───── TEXT SECTION ─────
# Bottom boards to pallets



## jim lyon (Feb 19, 2006)

I would set them on your pallets early morning or evening and move them a few miles. After a few weeks you should be able to move them back if you choose or even switch them with an existing yard if that works out better. We have often done the ole "double switch" when a yard just needs moved a very short distance by simply switching it with an existing yard. Your gonna love being palletized Johnny the possibilities are endless.


----------



## Beetrucker74 (Oct 10, 2010)

Why not use a pallet the you can just put your hives on bottom board and all. We do this with 6ways but it would work with 4ways.


----------



## HarryVanderpool (Apr 11, 2005)

There are a number of us in Oregon that do as Beetrucker suggests.
Having hives on individual bottom boards, on specially made pallets provides the ultimate in fexibility.
If I am moving just a few pallets, I sometimes load with the forklift and then unload with the boom.
When I used to take bees into the desert 185 miles away, I would load with the forklift, drive through the night and unload in the cool air with the boom rather than drag a forklift all the way there for no good reason.
The trip back was a different story. Now you are loading in the evening in the heat with the boom but thank heavens you can unload with the forklift when you get home tired.
Other times a grower just needs a few hives and booming just makes more sense to me.










A lot depends on what kind of bottom boards you are using. Unfortunatly, the only ones sold are those cheap, flimsey, reversable pieces of junk. Why don't people sell migratory bottom boards? I don't get it!!?










All of my bottom boards are made on a jig. They are identical and HEAVY DUTY!!
Anyway, this is one other option.


----------



## HarryVanderpool (Apr 11, 2005)

Here is a side view so you can get an idea of our pallet design. notice that there is room undernieth the bottom boards to slide the forks of the boom cradle into.


----------



## Jim 134 (Dec 1, 2007)

Broke-T said:


> We currently have a little over 200 hives, all with solid bottom boards. We are not migratory but often need to move hives around to new yards. We plan to build 4 way pallets this summer and start converting to them. For those who have converted, how did you do this? I was thinking about working at night and moving the pallet to new yard as soon as converted would cause least disruplion to hives.
> 
> Any suggestions?
───── EXERCISE INPUT ─────
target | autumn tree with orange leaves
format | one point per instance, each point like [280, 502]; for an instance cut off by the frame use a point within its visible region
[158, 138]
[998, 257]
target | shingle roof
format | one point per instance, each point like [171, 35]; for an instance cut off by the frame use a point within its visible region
─────
EXERCISE REQUIREMENTS
**1)** From the forum thread on moving hives onto pallets, reproduce word for word the part that opens with the words containing "Anyway, this is" and closes with "boom cradle into.".
**2)** Display each line of the records that contains the string "format".

EXPECTED ANSWERS
**1)**
Anyway, this is one other option.


----------



## HarryVanderpool (Apr 11, 2005)

Here is a side view so you can get an idea of our pallet design. notice that there is room undernieth the bottom boards to slide the forks of the boom cradle into.

**2)**
format | one point per instance, each point like [280, 502]; for an instance cut off by the frame use a point within its visible region
format | one point per instance, each point like [171, 35]; for an instance cut off by the frame use a point within its visible region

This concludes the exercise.